Ouvert en 1909, le plus vieux cinéma de Moscou à nouveau en haut de l’affiche
Par Claude BruillotEscaliers de marbre, fontaine lumineuse, verrière géante… Construit avant la révolution bolchevique, le plus vieux cinéma de Moscou, "Le Khudojestviennyi", rénové après bien des aléas, retrouve une seconde jeunesse. Et son gérant ne semble pas craindre la censure
Alexander Mamut, l’homme d’affaire milliardaire à la tête du Khudojestviennyi, a su faire du temps son allié. Entre les appétits de la Sberbank, propriétaire du palace, et les projets de rénovation avortés, il a patienté sept ans avant de voir recréer l’architecture du début des années 1900, quand le tout Moscou se pressait pour applaudir les chefs d’œuvre du cinéma muet.
À côté des vieux ornements en bois, entre ses minibars et son coin bibliothèque, une grande salle de 500 places refaite à neuf, propose des films à partir de 2 euros. À l’étage supérieur, presque dans une antichambre, 21 places grand luxe avec table individuelle, attendent elles, à raison de 50 euros l’unité, les spectateurs fortunés… Car au-delà de ce renouveau architectural et dans cette atmosphère d’une autre époque, il y a aussi un vrai projet social et culturel si l’on en croit Daria Paramonova, directrice du bureau d’architectes qui a mené à bien les travaux de rénovation : "Malheureusement à Moscou, peu de choses ont survécu à l’époque soviétique. Un espace comme celui-là manquait. Il y a plus d’un siècle, les concepteurs avaient voulu que l’endroit traduise le lieu de fête et surtout de rencontre que doit être le cinéma." Mais Daria Paramonova le reconnait, "à cause de l’histoire tourmentée que nous avons connue, on ne saura jamais comment ce vieux cinéma aurait pu évoluer, l’endroit est tellement un témoin historique, que son intérieur a presque été entièrement refait. Mais en se rapportant aux plans de l’époque, sans beaucoup de documents photos, nous avons essayé de recréer cette ambiance."
Une programmation qui veut se démarquer
En guise de fête, entre deux séances, il est possible par exemple de déguster les spécialités russes du "Niki", l’un des restaurants à l’intérieur, qui a repris le diminutif dont la tsarine d’origine allemande, Alexandra, affublait Nicolas II… Dans la montée des marches, entre les photos en noir et blanc des stars, les Moscovites prennent la pose, alors que l’on devine derrière une porte, le générique d’un film.
Mais l’objectif du Koudojestviennyi, inauguré depuis un mois, sera aussi de se démarquer des grandes salles moscovites avec une programmation partagée entre les films grand public et les productions russes. Avec déjà un point d’interrogation quand les autorités fédérales bloquent par exemple la diffusion d’un film satirique, comme "La mort de Staline". Alexander Mamut, le gérant du Koudojestviennyi, lui, avait maintenu à l’affiche la présentation du film dans son autre complexe cinématographique à Moscou, au risque de s’attirer les foudres de la censure… En se disant peut-être déjà à l’époque, en 2018, qu’à la prochaine occasion, il saurait profiter de l’aura du vieux cinéma, pour reprendre son bras de fer avec les autorités.

[Entrées du jeu de données]
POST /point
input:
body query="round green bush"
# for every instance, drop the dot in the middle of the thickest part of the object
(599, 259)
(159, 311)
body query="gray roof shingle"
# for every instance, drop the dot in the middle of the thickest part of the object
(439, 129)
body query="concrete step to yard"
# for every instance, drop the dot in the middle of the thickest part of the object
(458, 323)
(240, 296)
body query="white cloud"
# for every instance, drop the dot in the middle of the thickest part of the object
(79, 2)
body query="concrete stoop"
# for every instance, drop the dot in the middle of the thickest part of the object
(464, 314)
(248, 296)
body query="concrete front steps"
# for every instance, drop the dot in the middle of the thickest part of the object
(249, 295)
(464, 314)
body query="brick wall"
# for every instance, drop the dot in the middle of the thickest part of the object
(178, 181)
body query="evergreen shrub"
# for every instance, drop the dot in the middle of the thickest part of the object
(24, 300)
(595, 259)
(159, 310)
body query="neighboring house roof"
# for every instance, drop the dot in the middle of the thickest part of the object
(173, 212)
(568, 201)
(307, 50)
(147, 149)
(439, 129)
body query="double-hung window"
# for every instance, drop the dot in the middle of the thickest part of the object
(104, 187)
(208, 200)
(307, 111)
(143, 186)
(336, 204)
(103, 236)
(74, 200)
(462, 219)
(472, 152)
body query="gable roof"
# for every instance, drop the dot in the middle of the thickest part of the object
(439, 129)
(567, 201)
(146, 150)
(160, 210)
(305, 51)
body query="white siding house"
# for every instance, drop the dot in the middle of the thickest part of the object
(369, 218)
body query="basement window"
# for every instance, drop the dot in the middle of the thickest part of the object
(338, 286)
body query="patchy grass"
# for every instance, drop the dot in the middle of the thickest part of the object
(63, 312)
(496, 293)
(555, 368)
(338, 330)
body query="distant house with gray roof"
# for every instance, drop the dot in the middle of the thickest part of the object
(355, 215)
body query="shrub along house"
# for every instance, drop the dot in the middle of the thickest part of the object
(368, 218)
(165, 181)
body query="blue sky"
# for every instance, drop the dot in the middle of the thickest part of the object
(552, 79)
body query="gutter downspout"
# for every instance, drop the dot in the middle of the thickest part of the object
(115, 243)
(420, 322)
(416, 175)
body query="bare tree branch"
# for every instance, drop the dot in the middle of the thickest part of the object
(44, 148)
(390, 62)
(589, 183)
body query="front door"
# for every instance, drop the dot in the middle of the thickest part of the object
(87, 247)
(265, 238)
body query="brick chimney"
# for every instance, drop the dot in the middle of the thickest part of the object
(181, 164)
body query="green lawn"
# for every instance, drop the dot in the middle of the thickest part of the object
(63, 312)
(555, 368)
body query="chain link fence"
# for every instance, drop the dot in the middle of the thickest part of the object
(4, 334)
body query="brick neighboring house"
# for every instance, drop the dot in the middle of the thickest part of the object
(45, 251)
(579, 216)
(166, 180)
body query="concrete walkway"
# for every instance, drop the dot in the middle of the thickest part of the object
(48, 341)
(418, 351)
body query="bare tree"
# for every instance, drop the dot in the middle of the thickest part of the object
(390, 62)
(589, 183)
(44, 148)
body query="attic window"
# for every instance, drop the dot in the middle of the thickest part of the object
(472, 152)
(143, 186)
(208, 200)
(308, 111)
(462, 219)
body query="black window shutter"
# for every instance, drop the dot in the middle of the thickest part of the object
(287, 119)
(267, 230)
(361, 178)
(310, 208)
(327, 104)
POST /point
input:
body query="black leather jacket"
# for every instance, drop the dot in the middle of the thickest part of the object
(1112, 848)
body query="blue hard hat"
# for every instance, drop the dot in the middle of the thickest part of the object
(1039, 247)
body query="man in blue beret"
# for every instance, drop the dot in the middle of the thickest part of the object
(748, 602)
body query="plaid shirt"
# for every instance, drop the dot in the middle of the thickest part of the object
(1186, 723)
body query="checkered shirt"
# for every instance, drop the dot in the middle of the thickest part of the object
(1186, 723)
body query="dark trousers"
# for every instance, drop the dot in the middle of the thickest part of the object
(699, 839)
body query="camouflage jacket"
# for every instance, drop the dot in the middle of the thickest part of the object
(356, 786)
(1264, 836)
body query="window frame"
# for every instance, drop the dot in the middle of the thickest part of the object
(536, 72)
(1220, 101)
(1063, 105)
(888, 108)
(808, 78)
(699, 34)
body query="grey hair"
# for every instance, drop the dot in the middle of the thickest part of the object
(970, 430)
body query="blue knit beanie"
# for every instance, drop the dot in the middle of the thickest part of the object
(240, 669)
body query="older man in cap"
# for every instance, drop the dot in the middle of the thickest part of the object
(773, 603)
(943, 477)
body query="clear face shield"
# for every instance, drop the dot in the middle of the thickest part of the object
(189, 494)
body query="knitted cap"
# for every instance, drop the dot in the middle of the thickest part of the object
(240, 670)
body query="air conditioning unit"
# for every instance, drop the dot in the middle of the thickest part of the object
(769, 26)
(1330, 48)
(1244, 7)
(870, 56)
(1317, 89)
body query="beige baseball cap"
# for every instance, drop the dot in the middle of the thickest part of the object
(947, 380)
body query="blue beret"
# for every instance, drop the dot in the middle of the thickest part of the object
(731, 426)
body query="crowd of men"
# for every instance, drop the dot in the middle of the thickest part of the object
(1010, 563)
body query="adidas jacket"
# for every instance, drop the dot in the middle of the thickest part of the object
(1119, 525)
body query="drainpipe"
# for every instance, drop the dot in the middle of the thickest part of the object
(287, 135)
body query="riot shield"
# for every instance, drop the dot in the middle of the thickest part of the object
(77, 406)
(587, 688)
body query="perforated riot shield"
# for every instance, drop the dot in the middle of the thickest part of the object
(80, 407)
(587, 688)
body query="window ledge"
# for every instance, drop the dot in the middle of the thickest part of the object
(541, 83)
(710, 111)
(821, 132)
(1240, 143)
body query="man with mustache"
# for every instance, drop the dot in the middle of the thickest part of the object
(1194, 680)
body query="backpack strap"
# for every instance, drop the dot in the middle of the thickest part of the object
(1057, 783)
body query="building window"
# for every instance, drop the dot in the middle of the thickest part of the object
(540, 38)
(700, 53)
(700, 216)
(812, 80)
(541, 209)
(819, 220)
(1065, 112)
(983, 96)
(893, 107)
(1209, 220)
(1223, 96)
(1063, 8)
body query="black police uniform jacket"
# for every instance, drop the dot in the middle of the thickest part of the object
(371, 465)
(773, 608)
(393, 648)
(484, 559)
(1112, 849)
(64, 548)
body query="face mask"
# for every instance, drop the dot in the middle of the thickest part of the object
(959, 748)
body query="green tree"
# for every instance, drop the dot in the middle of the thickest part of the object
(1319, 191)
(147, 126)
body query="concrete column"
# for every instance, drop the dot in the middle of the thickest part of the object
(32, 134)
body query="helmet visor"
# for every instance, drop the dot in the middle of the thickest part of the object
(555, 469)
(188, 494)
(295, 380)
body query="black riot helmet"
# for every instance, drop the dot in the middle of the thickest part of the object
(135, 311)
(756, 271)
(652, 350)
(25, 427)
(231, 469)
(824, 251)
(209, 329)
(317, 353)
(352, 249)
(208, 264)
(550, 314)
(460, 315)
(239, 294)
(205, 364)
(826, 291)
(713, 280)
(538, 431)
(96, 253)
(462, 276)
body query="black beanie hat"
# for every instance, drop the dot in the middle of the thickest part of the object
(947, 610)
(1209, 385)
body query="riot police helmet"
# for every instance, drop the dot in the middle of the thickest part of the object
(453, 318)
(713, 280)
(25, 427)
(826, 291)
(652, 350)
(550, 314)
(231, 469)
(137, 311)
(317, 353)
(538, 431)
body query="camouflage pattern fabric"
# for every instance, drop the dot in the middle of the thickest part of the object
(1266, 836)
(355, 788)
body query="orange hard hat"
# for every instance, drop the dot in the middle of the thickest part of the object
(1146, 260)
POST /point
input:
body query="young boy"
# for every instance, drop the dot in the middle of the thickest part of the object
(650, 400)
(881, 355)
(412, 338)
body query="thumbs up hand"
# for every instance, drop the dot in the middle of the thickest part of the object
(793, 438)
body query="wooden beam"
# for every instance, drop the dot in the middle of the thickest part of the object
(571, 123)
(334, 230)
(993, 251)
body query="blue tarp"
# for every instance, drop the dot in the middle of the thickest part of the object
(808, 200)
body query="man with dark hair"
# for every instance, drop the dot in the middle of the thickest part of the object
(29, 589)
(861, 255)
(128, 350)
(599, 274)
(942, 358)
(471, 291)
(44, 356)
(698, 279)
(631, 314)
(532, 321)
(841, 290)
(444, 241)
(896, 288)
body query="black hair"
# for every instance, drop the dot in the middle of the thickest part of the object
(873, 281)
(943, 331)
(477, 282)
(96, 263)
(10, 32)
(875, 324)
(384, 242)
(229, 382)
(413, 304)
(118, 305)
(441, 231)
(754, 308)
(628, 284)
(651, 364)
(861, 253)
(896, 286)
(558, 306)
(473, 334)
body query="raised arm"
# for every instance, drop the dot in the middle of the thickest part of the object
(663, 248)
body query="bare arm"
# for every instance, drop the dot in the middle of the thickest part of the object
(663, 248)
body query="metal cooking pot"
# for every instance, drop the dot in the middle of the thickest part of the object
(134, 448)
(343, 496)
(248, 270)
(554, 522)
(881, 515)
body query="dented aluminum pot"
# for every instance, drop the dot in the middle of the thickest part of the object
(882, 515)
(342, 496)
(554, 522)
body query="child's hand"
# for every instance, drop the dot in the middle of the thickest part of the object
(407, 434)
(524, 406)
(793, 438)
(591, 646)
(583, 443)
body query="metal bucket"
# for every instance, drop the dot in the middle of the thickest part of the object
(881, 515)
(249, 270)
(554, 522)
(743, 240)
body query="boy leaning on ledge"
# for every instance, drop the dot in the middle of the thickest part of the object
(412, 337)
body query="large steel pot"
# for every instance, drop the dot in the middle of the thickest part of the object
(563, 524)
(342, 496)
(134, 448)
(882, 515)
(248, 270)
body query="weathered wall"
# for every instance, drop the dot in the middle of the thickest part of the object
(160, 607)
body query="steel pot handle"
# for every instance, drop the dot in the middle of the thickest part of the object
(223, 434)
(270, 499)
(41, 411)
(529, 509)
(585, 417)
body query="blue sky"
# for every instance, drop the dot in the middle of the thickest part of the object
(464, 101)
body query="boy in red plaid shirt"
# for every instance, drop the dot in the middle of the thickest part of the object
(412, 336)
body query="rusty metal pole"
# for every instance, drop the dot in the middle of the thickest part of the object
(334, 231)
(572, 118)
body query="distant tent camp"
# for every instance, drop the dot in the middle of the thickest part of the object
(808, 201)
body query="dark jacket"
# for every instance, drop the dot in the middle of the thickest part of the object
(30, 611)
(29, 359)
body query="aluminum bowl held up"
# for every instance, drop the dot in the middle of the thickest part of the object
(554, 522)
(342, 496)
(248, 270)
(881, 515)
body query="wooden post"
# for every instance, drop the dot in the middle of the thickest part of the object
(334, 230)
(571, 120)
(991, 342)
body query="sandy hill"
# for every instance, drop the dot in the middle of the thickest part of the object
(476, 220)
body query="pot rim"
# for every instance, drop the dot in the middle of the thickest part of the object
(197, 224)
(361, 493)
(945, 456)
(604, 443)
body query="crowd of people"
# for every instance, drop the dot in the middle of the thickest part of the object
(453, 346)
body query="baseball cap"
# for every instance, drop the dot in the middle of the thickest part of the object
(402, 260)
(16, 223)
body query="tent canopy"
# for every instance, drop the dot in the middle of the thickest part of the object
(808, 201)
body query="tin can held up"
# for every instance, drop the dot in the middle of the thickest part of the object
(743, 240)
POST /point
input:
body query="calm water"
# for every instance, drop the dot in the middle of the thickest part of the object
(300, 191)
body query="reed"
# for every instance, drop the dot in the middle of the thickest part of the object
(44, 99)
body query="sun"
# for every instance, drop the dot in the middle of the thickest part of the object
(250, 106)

* Consigne
Recopiez, s'il vous plaît, un passage du texte sur le plus vieux cinéma de Moscou : commencez aux mots « Une programmation qui » et arrêtez-vous après « générique d’un film. ».

* Réponse
Une programmation qui veut se démarquer
En guise de fête, entre deux séances, il est possible par exemple de déguster les spécialités russes du "Niki", l’un des restaurants à l’intérieur, qui a repris le diminutif dont la tsarine d’origine allemande, Alexandra, affublait Nicolas II… Dans la montée des marches, entre les photos en noir et blanc des stars, les Moscovites prennent la pose, alors que l’on devine derrière une porte, le générique d’un film.